AIM OF THE TASK – Only the lines from the start of the data through the line with "Identify the soccer ball" belong in the copy. Restate them word for word, minus the pictures.

Stored data –
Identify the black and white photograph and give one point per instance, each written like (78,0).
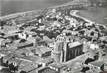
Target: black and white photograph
(53,36)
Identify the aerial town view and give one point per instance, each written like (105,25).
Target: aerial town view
(59,39)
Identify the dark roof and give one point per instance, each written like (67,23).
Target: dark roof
(5,70)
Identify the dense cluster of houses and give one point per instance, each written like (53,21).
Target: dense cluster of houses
(50,40)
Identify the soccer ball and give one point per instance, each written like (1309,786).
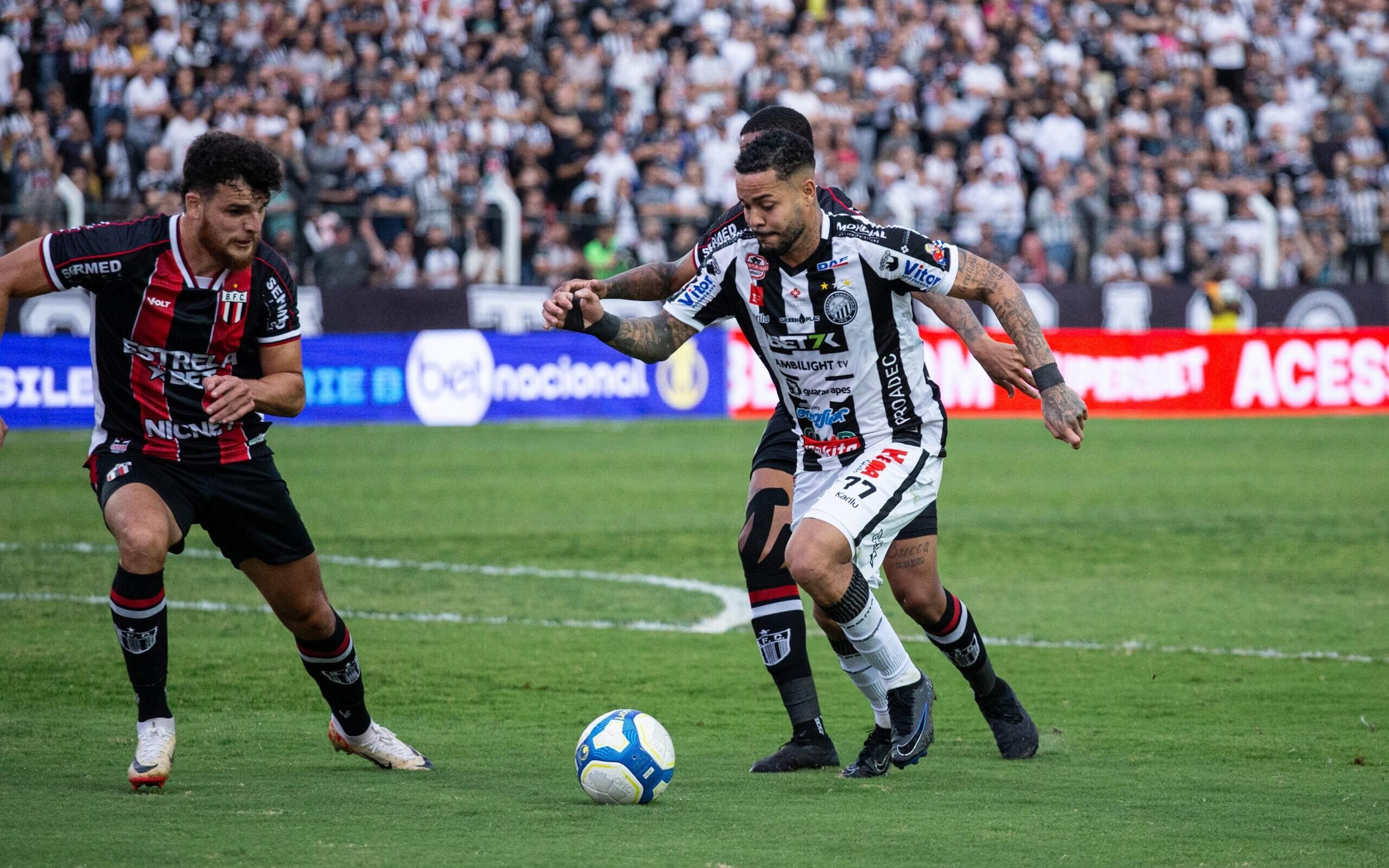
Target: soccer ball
(624,757)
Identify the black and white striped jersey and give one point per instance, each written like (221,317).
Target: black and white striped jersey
(835,332)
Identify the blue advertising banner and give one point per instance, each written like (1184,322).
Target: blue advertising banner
(435,378)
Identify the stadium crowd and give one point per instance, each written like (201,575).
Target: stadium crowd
(1084,141)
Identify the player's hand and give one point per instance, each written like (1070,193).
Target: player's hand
(1005,366)
(228,398)
(560,303)
(1065,414)
(590,306)
(557,307)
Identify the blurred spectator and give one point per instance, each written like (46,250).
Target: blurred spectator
(146,103)
(441,263)
(1159,120)
(652,246)
(1362,212)
(181,131)
(396,266)
(1113,261)
(483,261)
(603,255)
(341,260)
(117,166)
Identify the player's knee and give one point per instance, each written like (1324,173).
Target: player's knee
(310,618)
(144,546)
(923,603)
(825,623)
(807,562)
(762,528)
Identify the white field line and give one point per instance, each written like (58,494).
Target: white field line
(734,616)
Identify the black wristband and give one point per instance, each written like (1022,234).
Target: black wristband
(1046,377)
(606,328)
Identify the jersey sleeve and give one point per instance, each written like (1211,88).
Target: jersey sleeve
(280,302)
(916,263)
(721,233)
(709,298)
(99,256)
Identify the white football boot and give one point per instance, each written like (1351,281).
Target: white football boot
(378,745)
(153,753)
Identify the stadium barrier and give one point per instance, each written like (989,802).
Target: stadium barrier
(467,377)
(434,378)
(1148,374)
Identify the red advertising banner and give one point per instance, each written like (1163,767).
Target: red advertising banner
(1156,373)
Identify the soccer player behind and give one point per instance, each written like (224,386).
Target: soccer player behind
(825,303)
(195,337)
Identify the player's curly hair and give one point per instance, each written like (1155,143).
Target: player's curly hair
(223,157)
(778,117)
(778,150)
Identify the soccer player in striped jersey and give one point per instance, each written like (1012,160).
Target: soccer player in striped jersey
(778,617)
(195,338)
(824,301)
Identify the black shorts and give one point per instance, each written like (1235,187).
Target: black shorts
(777,452)
(245,507)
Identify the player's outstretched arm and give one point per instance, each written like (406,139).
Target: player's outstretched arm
(1001,362)
(649,339)
(651,282)
(280,391)
(1063,412)
(21,277)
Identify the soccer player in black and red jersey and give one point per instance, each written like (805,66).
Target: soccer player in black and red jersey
(195,338)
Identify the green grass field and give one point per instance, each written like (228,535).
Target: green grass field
(1188,534)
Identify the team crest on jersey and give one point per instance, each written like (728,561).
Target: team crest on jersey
(137,642)
(841,307)
(774,646)
(234,305)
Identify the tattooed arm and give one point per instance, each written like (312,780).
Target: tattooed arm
(651,282)
(1063,412)
(1001,362)
(649,339)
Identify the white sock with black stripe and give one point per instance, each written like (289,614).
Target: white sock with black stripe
(858,613)
(866,678)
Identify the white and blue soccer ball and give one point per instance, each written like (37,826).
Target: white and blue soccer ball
(624,757)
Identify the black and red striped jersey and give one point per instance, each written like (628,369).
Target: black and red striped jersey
(157,331)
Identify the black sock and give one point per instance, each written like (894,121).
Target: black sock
(332,663)
(960,641)
(778,617)
(142,628)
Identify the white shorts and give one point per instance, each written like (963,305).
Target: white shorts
(871,501)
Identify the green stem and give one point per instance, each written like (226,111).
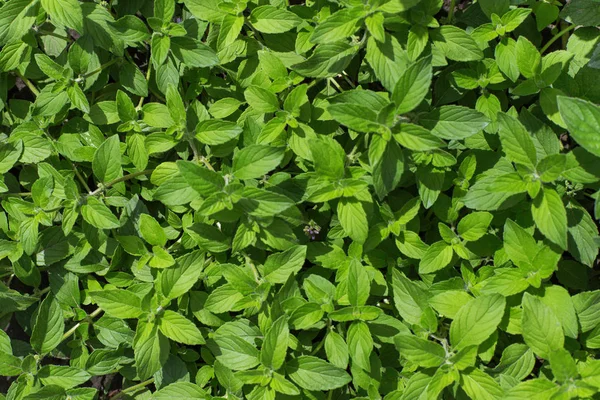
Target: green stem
(77,325)
(556,37)
(23,194)
(48,33)
(100,68)
(30,85)
(81,179)
(451,11)
(133,388)
(119,180)
(148,72)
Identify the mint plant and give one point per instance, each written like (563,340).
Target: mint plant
(285,199)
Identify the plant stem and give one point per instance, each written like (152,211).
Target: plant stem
(556,37)
(100,68)
(48,33)
(30,85)
(451,11)
(148,72)
(204,161)
(77,325)
(133,388)
(23,194)
(119,180)
(80,177)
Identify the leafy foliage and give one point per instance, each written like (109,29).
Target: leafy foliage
(273,199)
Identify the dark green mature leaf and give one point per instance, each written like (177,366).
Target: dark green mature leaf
(49,326)
(312,373)
(272,199)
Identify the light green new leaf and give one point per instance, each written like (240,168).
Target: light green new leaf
(49,326)
(312,373)
(413,86)
(353,219)
(179,279)
(269,19)
(274,349)
(550,216)
(180,329)
(456,44)
(437,257)
(256,160)
(150,348)
(338,26)
(107,160)
(236,353)
(542,331)
(473,226)
(97,214)
(280,266)
(583,122)
(118,303)
(360,344)
(424,353)
(180,390)
(67,13)
(215,132)
(477,320)
(261,99)
(516,141)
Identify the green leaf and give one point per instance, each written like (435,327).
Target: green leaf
(180,390)
(437,257)
(261,99)
(312,373)
(66,13)
(355,117)
(280,266)
(338,26)
(423,353)
(63,376)
(118,303)
(274,348)
(474,226)
(151,231)
(454,122)
(353,219)
(235,353)
(107,160)
(256,160)
(456,44)
(360,344)
(202,180)
(413,86)
(49,326)
(516,141)
(583,122)
(178,280)
(477,320)
(151,349)
(550,216)
(542,331)
(387,163)
(180,329)
(479,385)
(97,214)
(269,19)
(215,132)
(328,157)
(327,60)
(193,53)
(540,388)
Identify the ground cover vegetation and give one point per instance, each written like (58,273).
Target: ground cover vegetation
(279,199)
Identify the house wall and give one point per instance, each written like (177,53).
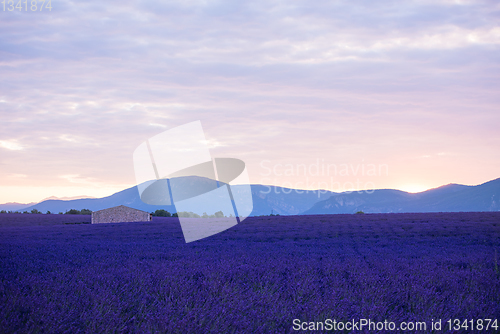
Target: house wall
(119,214)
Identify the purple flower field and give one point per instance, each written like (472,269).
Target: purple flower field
(60,274)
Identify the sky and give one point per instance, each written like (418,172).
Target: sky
(338,95)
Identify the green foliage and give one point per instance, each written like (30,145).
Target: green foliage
(161,213)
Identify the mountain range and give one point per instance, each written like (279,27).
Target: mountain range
(286,201)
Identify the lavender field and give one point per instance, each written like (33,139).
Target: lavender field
(59,274)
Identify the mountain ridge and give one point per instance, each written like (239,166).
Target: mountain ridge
(287,201)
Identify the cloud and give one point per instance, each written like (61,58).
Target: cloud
(11,145)
(84,84)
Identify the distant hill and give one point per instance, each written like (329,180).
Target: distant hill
(14,206)
(285,201)
(449,198)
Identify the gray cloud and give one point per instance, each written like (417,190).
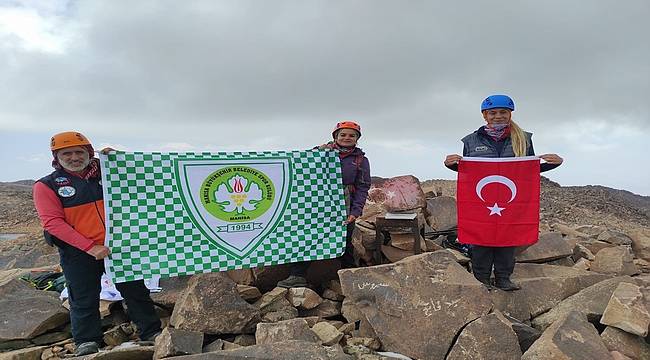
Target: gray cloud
(412,72)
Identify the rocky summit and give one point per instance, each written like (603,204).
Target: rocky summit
(585,290)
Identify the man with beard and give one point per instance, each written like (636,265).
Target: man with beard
(70,205)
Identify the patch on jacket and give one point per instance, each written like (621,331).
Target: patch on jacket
(62,181)
(67,191)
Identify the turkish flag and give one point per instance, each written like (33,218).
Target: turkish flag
(498,201)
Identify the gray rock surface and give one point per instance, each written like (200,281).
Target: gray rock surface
(418,305)
(212,305)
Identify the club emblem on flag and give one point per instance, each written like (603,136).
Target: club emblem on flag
(234,203)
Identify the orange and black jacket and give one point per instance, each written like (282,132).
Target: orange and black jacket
(71,209)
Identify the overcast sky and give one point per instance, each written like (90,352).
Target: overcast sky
(265,75)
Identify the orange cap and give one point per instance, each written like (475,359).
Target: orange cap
(346,125)
(68,139)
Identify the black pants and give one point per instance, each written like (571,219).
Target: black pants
(347,260)
(83,278)
(484,258)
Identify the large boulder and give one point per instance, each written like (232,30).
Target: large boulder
(26,312)
(274,306)
(627,310)
(489,337)
(641,244)
(30,353)
(172,289)
(129,352)
(615,260)
(551,246)
(590,301)
(628,344)
(400,193)
(591,230)
(571,337)
(175,342)
(211,304)
(542,288)
(417,306)
(293,329)
(442,213)
(614,237)
(286,350)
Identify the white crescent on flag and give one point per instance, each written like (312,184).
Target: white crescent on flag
(496,179)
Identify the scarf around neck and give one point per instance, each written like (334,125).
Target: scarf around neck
(497,132)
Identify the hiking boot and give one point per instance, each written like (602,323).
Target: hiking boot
(149,340)
(87,348)
(293,281)
(486,282)
(505,284)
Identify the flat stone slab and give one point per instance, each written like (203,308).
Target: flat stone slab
(416,306)
(286,350)
(26,313)
(551,246)
(570,337)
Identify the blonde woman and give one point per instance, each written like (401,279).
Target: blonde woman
(499,137)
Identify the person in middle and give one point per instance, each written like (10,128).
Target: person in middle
(356,178)
(499,137)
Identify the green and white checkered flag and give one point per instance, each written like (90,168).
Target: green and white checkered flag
(173,214)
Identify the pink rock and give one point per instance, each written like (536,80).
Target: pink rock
(400,193)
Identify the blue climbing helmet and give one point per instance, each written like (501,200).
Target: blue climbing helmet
(498,101)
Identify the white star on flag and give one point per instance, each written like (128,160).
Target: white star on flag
(495,209)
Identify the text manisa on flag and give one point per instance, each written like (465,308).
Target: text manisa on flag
(173,214)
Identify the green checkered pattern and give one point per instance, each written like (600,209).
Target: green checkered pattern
(150,233)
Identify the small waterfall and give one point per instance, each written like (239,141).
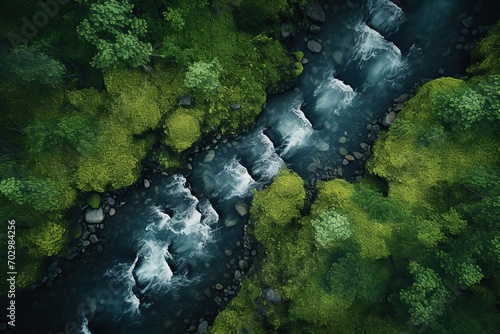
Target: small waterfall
(385,16)
(379,58)
(152,270)
(123,273)
(333,94)
(269,163)
(240,181)
(294,128)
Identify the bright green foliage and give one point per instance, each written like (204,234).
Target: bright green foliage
(203,77)
(47,239)
(279,204)
(174,18)
(426,297)
(331,227)
(468,105)
(351,276)
(26,65)
(486,54)
(94,200)
(182,130)
(42,194)
(115,31)
(134,100)
(76,131)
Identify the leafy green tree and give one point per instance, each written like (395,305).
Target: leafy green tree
(115,33)
(203,77)
(426,297)
(353,276)
(331,227)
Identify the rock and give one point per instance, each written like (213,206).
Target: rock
(314,11)
(468,22)
(185,100)
(314,29)
(322,146)
(94,216)
(338,56)
(93,239)
(343,151)
(287,29)
(230,221)
(241,208)
(210,156)
(313,46)
(389,119)
(85,235)
(271,296)
(358,155)
(243,264)
(402,98)
(111,201)
(202,327)
(349,158)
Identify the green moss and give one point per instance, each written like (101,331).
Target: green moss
(486,54)
(182,130)
(94,200)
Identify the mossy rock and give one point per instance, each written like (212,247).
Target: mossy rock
(94,200)
(182,130)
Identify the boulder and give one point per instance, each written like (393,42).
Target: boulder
(349,158)
(185,100)
(202,327)
(313,46)
(241,208)
(271,296)
(357,155)
(210,156)
(389,119)
(314,29)
(94,216)
(314,11)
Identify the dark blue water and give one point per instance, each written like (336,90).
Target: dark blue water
(169,244)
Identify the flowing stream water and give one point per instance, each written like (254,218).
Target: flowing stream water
(169,245)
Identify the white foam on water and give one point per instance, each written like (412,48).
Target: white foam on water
(153,269)
(383,58)
(240,181)
(385,16)
(269,163)
(294,127)
(123,273)
(333,94)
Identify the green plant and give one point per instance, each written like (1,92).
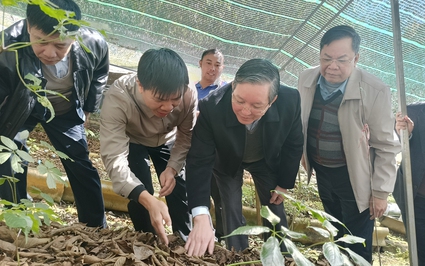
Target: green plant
(270,251)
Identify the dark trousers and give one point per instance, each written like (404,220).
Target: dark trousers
(338,200)
(139,157)
(230,188)
(66,133)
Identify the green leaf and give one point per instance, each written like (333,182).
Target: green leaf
(17,220)
(51,184)
(47,145)
(332,253)
(270,253)
(9,143)
(292,234)
(350,239)
(16,164)
(4,156)
(24,156)
(359,260)
(269,215)
(24,134)
(321,231)
(249,230)
(2,147)
(298,257)
(347,261)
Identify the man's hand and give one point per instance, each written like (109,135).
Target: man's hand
(276,198)
(201,237)
(158,212)
(377,207)
(168,181)
(403,122)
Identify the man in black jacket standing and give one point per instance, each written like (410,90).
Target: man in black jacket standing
(65,67)
(251,124)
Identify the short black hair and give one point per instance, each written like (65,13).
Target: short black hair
(163,72)
(211,51)
(259,71)
(40,20)
(341,32)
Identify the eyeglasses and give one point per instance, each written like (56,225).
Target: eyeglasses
(338,62)
(255,110)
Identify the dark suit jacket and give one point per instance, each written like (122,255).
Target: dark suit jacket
(218,142)
(416,112)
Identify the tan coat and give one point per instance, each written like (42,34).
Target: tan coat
(366,103)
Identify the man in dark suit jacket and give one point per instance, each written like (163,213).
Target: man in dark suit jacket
(250,124)
(414,122)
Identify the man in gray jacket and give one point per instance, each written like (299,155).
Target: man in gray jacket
(348,128)
(149,117)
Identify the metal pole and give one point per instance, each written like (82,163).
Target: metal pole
(407,173)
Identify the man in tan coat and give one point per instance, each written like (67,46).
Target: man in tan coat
(348,128)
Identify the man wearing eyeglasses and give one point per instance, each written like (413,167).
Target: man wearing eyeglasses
(250,124)
(348,128)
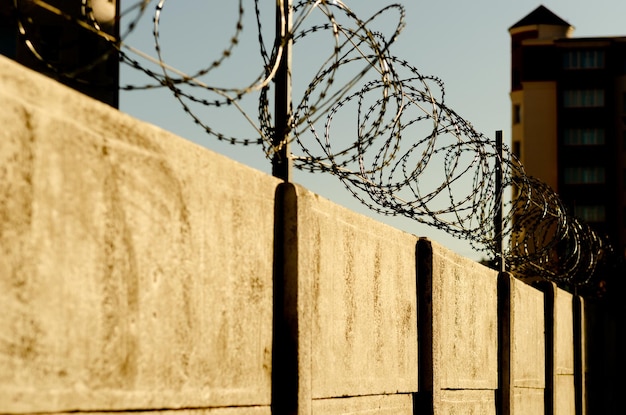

TASK ANSWER –
Identify the black and white photograph and give one point per instance, each written like (78,0).
Target: black and white photograph
(53,36)
Identify the aerial town view and give one point per instance, each written like (105,25).
Target: aerial town view
(59,39)
Identify the dark roof and give one point per instance, each written like (67,23).
Target: dark roof
(5,70)
Identify the dense cluster of houses and give one point per instance, each written like (53,21).
Target: dense cluster of houses
(50,40)
Identify the soccer ball and give one point per instance, each written like (1309,786).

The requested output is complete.